Short task:
Recast all the records below as a numbered list, skipping any blank lines and leaving the pictures out.

= = =

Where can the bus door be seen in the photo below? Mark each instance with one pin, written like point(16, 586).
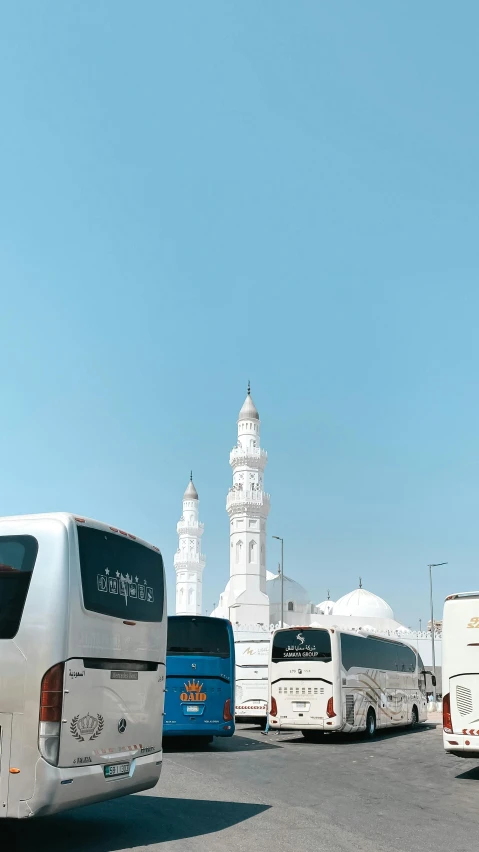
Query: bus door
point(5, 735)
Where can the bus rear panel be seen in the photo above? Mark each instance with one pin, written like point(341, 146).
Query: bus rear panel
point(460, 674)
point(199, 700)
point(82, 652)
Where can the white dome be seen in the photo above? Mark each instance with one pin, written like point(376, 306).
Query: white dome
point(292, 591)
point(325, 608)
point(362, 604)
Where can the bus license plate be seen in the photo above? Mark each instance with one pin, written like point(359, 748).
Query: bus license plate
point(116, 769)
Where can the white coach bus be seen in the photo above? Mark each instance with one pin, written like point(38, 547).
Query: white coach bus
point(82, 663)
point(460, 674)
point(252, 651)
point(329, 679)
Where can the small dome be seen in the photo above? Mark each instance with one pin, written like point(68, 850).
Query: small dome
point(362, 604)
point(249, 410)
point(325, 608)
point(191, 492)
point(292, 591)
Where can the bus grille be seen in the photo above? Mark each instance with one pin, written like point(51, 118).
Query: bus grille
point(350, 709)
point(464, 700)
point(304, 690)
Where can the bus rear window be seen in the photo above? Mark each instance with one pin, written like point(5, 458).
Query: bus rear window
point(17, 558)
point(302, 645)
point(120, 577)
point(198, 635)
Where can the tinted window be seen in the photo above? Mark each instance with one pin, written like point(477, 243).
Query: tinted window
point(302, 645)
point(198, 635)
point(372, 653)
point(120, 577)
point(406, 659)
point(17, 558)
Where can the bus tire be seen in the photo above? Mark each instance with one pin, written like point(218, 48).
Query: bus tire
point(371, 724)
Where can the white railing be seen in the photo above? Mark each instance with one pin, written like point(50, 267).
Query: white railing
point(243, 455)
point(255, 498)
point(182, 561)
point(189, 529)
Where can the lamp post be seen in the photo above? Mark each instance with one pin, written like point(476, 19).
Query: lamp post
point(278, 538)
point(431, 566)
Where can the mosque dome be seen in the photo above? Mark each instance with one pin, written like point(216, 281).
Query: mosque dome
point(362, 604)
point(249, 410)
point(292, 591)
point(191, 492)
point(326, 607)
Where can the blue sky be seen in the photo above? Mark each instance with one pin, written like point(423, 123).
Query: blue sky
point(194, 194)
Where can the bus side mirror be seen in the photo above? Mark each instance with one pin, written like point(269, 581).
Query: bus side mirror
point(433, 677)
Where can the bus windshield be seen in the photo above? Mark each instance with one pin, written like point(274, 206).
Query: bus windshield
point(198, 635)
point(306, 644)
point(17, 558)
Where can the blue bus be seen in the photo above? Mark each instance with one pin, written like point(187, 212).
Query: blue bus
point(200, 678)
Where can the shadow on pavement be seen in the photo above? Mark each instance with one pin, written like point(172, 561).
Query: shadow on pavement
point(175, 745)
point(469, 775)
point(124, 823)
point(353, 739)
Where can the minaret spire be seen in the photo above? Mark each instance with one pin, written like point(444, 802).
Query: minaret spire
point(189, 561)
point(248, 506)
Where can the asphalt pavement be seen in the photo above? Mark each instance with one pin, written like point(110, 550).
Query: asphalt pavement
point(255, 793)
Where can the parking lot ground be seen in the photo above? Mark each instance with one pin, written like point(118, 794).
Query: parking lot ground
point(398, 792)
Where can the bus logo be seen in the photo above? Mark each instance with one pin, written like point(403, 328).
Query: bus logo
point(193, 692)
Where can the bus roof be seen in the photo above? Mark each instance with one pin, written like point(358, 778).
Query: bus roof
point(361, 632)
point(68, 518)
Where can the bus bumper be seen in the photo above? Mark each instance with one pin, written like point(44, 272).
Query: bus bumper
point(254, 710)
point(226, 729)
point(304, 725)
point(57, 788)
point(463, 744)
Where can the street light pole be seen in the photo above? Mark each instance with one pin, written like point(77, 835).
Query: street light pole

= = =

Worked solution:
1. Where can the bus door be seen in the photo below? Mark each instance with one pin, written like point(16, 586).
2. Query: bus door
3. point(5, 735)
4. Where can the bus rear panel be seen in the photo above? Mark each instance with one pin, written like point(341, 146).
5. Query: bus rear panel
6. point(460, 674)
7. point(199, 700)
8. point(82, 652)
9. Where can the white dome be seen in the photo above? Mark each instance with one pin, written like point(376, 306).
10. Query: white dome
11. point(292, 591)
12. point(325, 608)
13. point(362, 604)
14. Where can the bus license plate be seen in the photo above? Mark each instance with one pin, written like point(359, 748).
15. Query: bus license plate
16. point(116, 769)
17. Where can the white coach bus be seen in the photo above? Mark each instance with one pin, written like point(38, 547).
18. Query: white coach bus
19. point(82, 663)
20. point(460, 674)
21. point(252, 651)
22. point(329, 679)
23. Where can the small dome be seen in the photo above? Mark each instance with one pin, written like point(68, 850).
24. Query: small dome
25. point(362, 604)
26. point(249, 410)
27. point(325, 608)
28. point(191, 492)
29. point(292, 591)
30. Where can the bus grille be seen in the photo above? Mark each instance with one pin, written like point(51, 118).
31. Query: bus grille
32. point(350, 709)
33. point(464, 700)
34. point(304, 690)
35. Where can the bus rear window be seen in the photo above? Mark each instance with one pin, written like point(5, 458).
36. Query: bus rear window
37. point(17, 558)
38. point(302, 645)
39. point(120, 577)
40. point(198, 635)
41. Where can the tinted window be seen in the photo above? Mark each instance with one pin, written like point(477, 243).
42. Query: tinted window
43. point(302, 645)
44. point(198, 635)
45. point(372, 653)
46. point(120, 577)
47. point(406, 659)
48. point(17, 558)
49. Where can the bus tire be seen in the photo above? Mark each instance with one pin, written like point(218, 48).
50. Query: bus tire
51. point(371, 724)
52. Where can the white railing be seen in the photo above? Mark each instance with one pin, written like point(50, 267).
53. Query: white railing
54. point(243, 455)
55. point(255, 498)
56. point(182, 561)
57. point(189, 529)
58. Where can the lamp post be seen in the photo above? Mark each instance with one pin, written like point(476, 19).
59. Query: lamp post
60. point(278, 538)
61. point(431, 566)
62. Where can the mosque dome be seen in the photo above? Mark each instance with one pin, written like point(216, 281).
63. Query: mosque dome
64. point(362, 604)
65. point(249, 410)
66. point(292, 591)
67. point(191, 492)
68. point(326, 607)
69. Where can the blue sky be seen in the photo above? Mark each instance with one pin, written like point(423, 123).
70. Query: blue sky
71. point(194, 194)
72. Where can the bus side mirror be seen in the photo above? Mark each instance with one pin, written like point(269, 581).
73. Query: bus side mirror
74. point(433, 677)
75. Where can the bus windshield be seen in the photo above? Mark each instance with one pin, written like point(274, 206).
76. Query: bus windshield
77. point(198, 635)
78. point(306, 644)
79. point(17, 558)
80. Where can the blue bus be seen in the photo above? Mark each instance with one pin, written like point(187, 212).
81. Query: blue bus
82. point(200, 678)
83. Where can the shadow on pavement be seen in the photo above? Mark each instance with one pin, written like point(172, 561).
84. Query: shadow on pavement
85. point(175, 745)
86. point(469, 775)
87. point(124, 823)
88. point(353, 739)
89. Where can the minaret spire be seen in the photo above? Mark each instance with one pin, written like point(444, 802).
90. Query: minaret spire
91. point(189, 561)
92. point(248, 506)
93. Where can the asphalt pavement be seen in the photo above? Mark each instance with one pin, written like point(110, 550).
94. Query: asphalt pavement
95. point(255, 793)
96. Where can the parking lot ground be seen in the photo above? Mark each instance with one pin, written like point(118, 794).
97. Query: parking lot ground
98. point(398, 792)
99. Where can the bus logo be seen in the photo above? Mark each instance with one pin, written like point(403, 328).
100. Query: bus logo
101. point(193, 692)
102. Where can the bus roof be seen in the photo above? Mark each instance with one pin, written like point(358, 778).
103. Query: bus roof
104. point(361, 632)
105. point(68, 518)
106. Where can the bus bumper be seen in the photo above? Mark each instance with one pin, written like point(44, 272).
107. Query: bus bumper
108. point(254, 710)
109. point(226, 729)
110. point(304, 725)
111. point(57, 788)
112. point(463, 744)
113. Where can the street light pole be seen in the photo above? Mark each instance with one pin, written like point(77, 835).
114. Query: street light pole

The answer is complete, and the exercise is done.